- **What the task requires**
Filter the records, keeping every line that has the string "instance".
····················
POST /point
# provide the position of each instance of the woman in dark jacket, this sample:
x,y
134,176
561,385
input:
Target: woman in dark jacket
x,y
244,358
····················
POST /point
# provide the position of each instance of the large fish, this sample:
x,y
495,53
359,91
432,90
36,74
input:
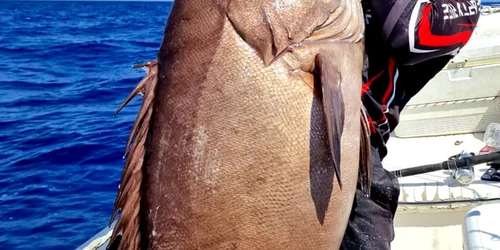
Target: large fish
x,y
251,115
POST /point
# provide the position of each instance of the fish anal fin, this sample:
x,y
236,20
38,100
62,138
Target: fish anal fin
····················
- **Answer box**
# provide the position of each instance of the woman in dark jacket, this sample:
# provide the position of each instance of the large fish, this sample:
# provide the position of each instance of the fish anal fin, this sample:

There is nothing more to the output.